== INPUT ==
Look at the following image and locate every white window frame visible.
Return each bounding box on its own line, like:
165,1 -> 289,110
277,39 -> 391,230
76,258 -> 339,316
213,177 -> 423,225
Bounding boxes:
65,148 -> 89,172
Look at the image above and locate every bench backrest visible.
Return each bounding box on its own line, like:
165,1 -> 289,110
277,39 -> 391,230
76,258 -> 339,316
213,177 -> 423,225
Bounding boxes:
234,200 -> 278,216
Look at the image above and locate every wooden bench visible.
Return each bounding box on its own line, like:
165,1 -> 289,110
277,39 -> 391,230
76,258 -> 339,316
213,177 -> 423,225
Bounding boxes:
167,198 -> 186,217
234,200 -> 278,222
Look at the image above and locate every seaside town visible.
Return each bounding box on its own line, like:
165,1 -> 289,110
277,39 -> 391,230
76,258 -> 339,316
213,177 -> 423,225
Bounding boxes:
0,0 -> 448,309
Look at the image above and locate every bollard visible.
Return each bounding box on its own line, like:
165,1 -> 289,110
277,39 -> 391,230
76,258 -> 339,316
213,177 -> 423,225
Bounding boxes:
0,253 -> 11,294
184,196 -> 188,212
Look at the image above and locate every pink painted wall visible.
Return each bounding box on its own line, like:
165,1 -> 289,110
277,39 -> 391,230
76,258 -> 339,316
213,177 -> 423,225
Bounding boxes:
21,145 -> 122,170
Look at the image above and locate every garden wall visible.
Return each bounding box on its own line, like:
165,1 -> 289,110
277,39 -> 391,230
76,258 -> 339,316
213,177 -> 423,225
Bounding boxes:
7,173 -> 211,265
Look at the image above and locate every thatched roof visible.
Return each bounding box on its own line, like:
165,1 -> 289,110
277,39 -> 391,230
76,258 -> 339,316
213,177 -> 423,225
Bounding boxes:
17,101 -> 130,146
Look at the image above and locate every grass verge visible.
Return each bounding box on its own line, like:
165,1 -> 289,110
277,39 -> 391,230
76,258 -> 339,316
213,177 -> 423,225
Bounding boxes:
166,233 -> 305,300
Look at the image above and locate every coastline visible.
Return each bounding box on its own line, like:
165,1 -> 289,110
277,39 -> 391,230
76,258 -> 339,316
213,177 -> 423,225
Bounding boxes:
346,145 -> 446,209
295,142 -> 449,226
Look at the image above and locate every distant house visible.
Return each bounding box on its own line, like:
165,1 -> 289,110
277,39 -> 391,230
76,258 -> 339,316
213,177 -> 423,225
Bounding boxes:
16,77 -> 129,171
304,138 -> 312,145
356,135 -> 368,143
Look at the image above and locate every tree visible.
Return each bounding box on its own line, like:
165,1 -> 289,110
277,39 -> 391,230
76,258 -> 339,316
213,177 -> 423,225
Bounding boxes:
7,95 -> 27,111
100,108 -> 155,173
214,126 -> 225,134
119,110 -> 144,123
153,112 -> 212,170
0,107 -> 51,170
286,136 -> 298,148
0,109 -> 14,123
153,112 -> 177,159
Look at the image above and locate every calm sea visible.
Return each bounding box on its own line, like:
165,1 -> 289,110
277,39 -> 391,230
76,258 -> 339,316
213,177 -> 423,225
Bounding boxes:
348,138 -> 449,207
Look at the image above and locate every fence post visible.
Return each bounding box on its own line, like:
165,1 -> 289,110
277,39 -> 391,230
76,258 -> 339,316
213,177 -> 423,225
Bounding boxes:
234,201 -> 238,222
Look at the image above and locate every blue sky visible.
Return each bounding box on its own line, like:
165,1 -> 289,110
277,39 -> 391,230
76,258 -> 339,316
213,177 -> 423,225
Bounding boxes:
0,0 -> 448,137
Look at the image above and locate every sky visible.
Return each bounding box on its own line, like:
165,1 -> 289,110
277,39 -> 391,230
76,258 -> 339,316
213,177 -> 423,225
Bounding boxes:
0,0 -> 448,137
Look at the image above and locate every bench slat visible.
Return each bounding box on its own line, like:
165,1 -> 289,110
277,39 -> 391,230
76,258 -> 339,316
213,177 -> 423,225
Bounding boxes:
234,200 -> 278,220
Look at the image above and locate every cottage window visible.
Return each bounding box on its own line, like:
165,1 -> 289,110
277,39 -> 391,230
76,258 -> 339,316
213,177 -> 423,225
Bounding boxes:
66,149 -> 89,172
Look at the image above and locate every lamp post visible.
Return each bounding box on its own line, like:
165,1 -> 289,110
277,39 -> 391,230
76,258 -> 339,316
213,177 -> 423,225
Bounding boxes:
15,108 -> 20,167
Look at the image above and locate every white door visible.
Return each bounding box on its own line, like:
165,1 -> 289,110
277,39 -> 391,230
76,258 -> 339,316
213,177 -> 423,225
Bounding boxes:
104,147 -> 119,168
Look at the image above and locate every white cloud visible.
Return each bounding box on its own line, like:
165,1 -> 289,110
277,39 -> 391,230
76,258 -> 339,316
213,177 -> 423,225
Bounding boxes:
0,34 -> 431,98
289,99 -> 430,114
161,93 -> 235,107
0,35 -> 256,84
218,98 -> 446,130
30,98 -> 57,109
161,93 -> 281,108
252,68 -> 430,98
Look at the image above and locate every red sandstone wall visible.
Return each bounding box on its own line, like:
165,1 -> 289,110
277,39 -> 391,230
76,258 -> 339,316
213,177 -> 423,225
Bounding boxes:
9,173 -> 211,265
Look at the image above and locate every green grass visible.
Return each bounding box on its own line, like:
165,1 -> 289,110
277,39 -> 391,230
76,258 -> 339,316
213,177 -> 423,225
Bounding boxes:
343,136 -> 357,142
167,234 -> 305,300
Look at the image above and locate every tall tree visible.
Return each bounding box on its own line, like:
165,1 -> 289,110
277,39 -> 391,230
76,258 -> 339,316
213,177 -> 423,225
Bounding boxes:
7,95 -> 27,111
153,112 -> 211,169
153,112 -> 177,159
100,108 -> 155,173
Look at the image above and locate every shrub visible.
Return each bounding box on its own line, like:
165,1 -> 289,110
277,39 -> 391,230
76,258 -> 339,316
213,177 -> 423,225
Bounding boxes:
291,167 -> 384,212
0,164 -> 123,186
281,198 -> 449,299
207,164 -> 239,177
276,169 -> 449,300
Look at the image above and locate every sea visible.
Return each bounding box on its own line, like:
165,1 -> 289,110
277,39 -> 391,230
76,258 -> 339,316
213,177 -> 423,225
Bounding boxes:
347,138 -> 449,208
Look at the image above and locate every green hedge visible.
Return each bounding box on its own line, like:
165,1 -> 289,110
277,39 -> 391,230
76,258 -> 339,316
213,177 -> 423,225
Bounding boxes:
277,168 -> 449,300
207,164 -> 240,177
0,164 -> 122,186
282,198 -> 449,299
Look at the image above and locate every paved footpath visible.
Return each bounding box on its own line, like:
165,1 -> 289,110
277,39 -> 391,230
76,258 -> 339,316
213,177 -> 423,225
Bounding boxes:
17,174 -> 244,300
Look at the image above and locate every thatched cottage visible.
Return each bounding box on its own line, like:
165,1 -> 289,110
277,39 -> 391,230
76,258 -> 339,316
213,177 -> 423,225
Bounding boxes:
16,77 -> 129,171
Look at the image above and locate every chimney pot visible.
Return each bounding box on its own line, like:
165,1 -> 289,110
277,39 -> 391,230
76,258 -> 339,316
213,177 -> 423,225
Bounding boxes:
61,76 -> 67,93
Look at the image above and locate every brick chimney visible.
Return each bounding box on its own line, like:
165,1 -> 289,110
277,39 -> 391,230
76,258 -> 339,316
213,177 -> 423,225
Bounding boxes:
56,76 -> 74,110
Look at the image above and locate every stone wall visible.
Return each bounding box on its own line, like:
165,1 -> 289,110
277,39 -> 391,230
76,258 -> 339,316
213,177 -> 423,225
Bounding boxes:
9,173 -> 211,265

== EXERCISE ==
Check each line of the entries, and copy the ones that contain "white".

== RESPONSE ==
Look at the following image and locate every white window frame visible.
Look at the image above and locate every white door visible.
Look at the image above and locate every white cloud visible.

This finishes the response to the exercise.